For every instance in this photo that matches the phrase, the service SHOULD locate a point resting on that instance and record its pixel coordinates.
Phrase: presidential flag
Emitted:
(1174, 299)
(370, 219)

|---|

[Directions for this task] Print the listing above in full, exactly as it is.

[Written answer]
For every instance in this photo that matches the phrase, the service SHOULD locate a point resting on that instance and record its pixel coordinates.
Phrase: presidential flag
Emitted:
(1174, 299)
(370, 219)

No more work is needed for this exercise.